-- Text segment --
────────────────────────────────────────
Guinea Henweed

Guinea Henweed Plant Information

Guinea Henweed grows in the following 2 states:

Florida, Texas

Petiveria alliacea is a species of flowering plant in the pokeweed family, Phytolaccaceae, that is native to Florida and the Lower Rio Grande Valley of Texas in the United States,Mexico, Central America, the Caribbean, and tropical South America.Introduced populations occur in Benin and Nigeria. It is a deeply rooted herbaceous perennial shrub growing up to 1m (3.3ft) in height and has small greenish piccate flowers. The roots and leaves have a strong acrid, garlic-like odor which taints the milk and meat of animals that graze on it.

It is known by a wide number of common names including: guinea henweed, anamu in the Dominican Republic, Puerto Rico and Brazil (where it is also known as tipi), apacin in Guatemala, mucura in Peru, and guine in many other parts of Latin America, feuilles ave, herbe aux poules, petevere a odeur ail, and, in Trinidad, as mapurite (pronounced Ma-po-reete) and gully root, and in Jamaica as guinea hen weed and many others.
This plant is native to Southeastern United States, Florida, Texas, the West Indies, Mexico, Central America and South America. It-s been reported in the following habitats: disturbed Upland and Wetland; maritime, mesic, prairie and Rockland Hammock and Shell Mound. (1)
The habit is herbaceous shrub, Leaves are simple, alternate, pinnate in the first order and netted the second order. It has determinate inflorescence. The plant reproduces during all year even though there are certain differences reported on the time of the year that the reproductive activity is the highest. For example, in Mexico this period is On September to October while in Central America is July to January. (3)
Petiveria alliacea is wildly present in corn, coffee and apple plantations and also in the forest. There are certain animals that fed on this plant like cows. When animals fed on the Guinea Hen Weed plant their products, meat, milk acquire a garlic like odor characteristic of the plant. When animals are fed on this plant regularly they may be poisoned because of the high content of nitrate present in the plant. (3)
P. alliacea is used as a bat and insect repellent.
The Guinea Hen Weed is used in teas, extracts, capsules. The leaves and also the roots are used with medicinal purposes. This plant has been used to reduce inflammation and pain. It has been reported to be used to eliminate bacteria, fungi, candida, and viruses. It is also used to enhance the immune system and increase urination (2). Recent studies report beneficial results in the use of this plant to lower the blood sugar levels and in the elimination of cancer cells. (3)(4) The plant is also used for arthritis, allergies, as therapy for fever, malaria. Besides its beneficial medical uses the plant is also been reported to induce abortions important property that has to take into consideration when used by woman of childbearing age. (3)
────────────────────────────────────────
-- Data section --
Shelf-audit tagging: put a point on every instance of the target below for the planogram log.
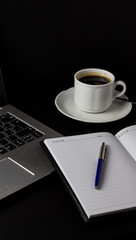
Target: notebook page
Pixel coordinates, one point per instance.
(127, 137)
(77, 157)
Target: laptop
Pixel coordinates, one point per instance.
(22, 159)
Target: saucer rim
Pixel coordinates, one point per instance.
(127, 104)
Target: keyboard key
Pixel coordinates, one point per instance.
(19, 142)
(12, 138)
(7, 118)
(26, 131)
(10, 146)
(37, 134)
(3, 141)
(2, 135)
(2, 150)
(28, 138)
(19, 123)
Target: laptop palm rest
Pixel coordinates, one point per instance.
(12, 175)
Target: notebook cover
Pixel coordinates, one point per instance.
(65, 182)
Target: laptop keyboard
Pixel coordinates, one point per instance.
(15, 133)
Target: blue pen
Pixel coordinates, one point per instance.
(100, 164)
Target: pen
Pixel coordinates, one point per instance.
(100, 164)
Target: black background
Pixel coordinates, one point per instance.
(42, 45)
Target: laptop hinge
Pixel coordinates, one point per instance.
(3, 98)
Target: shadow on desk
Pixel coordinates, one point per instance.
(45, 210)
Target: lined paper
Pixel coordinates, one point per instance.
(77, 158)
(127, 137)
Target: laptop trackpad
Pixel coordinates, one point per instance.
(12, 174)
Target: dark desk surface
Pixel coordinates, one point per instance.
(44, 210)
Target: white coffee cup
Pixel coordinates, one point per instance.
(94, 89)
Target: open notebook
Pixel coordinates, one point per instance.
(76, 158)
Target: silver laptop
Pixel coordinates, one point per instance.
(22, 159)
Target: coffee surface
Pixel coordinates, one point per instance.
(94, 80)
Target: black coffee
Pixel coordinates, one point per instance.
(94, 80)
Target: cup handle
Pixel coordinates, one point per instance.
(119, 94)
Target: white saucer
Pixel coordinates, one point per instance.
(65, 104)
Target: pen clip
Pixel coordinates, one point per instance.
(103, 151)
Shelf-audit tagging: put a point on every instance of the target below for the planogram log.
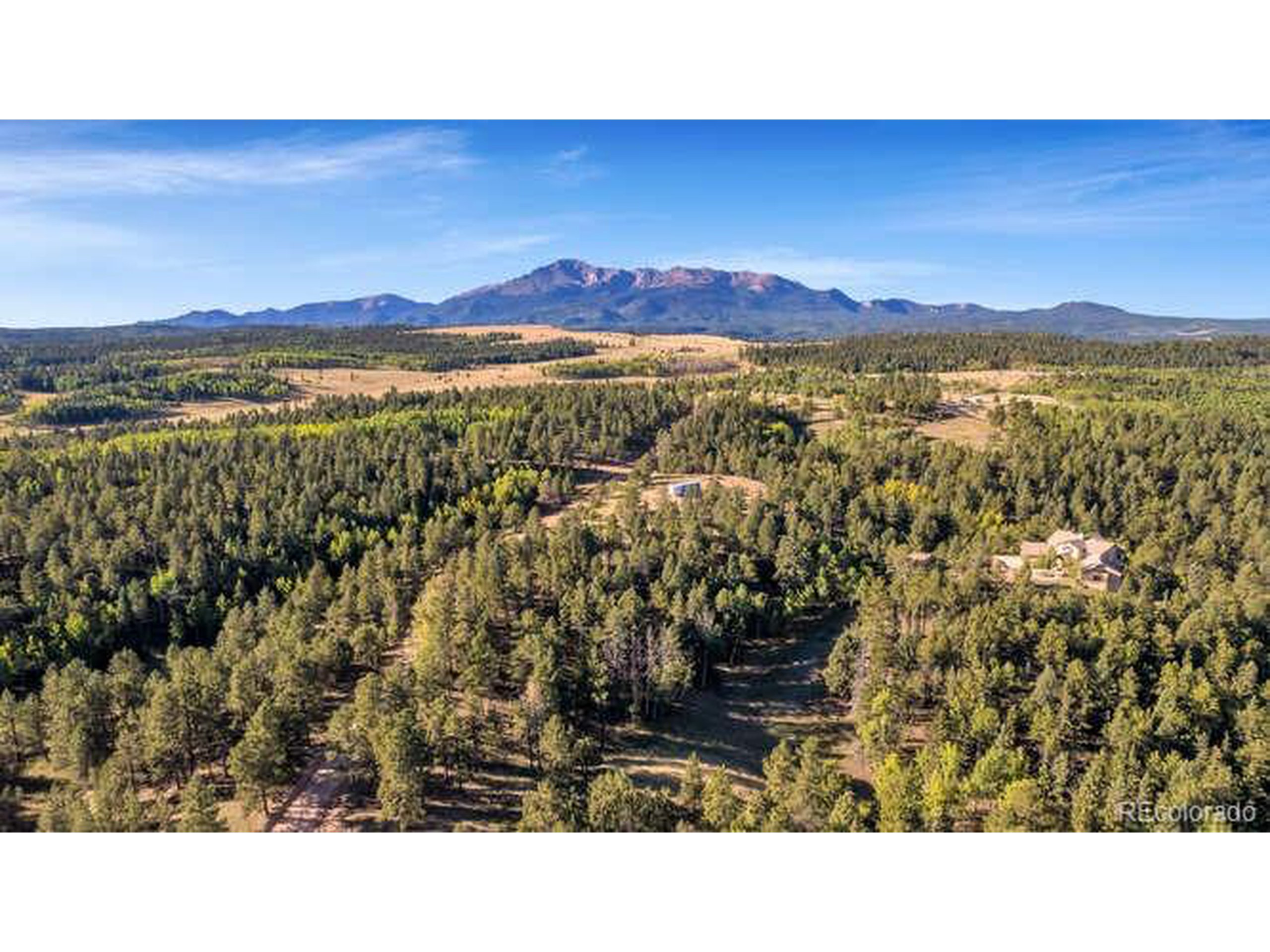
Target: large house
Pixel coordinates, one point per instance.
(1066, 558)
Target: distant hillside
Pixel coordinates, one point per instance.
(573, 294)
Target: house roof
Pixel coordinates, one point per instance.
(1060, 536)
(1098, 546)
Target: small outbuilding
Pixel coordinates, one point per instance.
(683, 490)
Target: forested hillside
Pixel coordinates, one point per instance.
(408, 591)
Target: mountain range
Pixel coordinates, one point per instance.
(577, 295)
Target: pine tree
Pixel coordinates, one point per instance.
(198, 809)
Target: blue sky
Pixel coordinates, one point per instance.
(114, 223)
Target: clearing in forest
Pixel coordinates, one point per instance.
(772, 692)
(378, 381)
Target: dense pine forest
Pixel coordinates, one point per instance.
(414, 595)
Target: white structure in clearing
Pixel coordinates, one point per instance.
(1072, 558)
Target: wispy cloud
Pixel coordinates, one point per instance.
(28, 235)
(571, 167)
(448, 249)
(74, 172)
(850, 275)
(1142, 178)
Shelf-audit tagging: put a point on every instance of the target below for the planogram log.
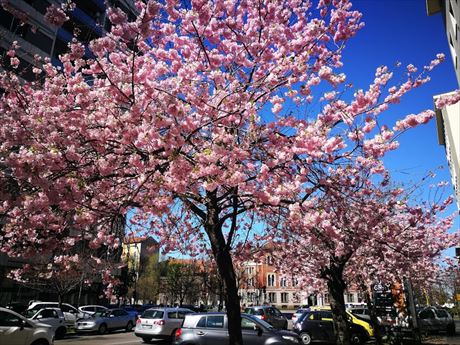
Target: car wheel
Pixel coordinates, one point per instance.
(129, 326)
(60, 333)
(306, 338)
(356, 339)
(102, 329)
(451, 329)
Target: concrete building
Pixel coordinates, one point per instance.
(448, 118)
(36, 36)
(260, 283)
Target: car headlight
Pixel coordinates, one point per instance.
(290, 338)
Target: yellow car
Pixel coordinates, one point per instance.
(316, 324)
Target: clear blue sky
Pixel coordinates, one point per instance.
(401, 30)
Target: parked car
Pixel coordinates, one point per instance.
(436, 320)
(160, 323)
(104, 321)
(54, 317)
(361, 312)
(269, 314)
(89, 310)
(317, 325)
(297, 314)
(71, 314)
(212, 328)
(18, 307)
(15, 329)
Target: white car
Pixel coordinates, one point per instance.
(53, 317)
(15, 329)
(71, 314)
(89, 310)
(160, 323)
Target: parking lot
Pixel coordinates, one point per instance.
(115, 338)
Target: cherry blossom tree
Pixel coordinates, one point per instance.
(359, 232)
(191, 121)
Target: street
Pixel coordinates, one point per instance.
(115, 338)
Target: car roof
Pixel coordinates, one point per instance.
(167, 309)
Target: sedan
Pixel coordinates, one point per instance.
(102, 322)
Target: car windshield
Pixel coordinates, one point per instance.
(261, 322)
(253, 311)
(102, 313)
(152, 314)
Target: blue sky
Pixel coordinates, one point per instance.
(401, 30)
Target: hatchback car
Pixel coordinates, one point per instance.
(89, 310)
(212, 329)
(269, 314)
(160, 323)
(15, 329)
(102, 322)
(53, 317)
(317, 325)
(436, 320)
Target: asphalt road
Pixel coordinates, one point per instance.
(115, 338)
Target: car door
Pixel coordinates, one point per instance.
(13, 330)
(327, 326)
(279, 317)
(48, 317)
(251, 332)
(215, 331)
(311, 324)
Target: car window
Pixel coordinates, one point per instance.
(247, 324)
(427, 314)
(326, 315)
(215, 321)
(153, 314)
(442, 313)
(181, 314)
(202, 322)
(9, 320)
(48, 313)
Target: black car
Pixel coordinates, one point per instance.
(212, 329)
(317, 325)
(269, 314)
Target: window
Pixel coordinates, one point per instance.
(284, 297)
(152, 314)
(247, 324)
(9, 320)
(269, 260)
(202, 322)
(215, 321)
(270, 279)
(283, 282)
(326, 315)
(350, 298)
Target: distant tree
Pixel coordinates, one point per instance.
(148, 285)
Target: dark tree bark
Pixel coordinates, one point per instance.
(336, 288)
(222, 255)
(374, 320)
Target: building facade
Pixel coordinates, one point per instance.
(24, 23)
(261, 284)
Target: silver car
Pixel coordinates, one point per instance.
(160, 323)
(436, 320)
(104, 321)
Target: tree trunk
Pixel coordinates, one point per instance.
────────────────────────────────────────
Answer these questions from the Guinea Henweed text.
(a) What name is the plant given in Peru?
(b) How tall can the plant grow?
(c) What content of the plant may poison animals that are fed on it regularly?

(a) Mucura.
(b) Up to 1 m (3.3 ft).
(c) Its high content of nitrate.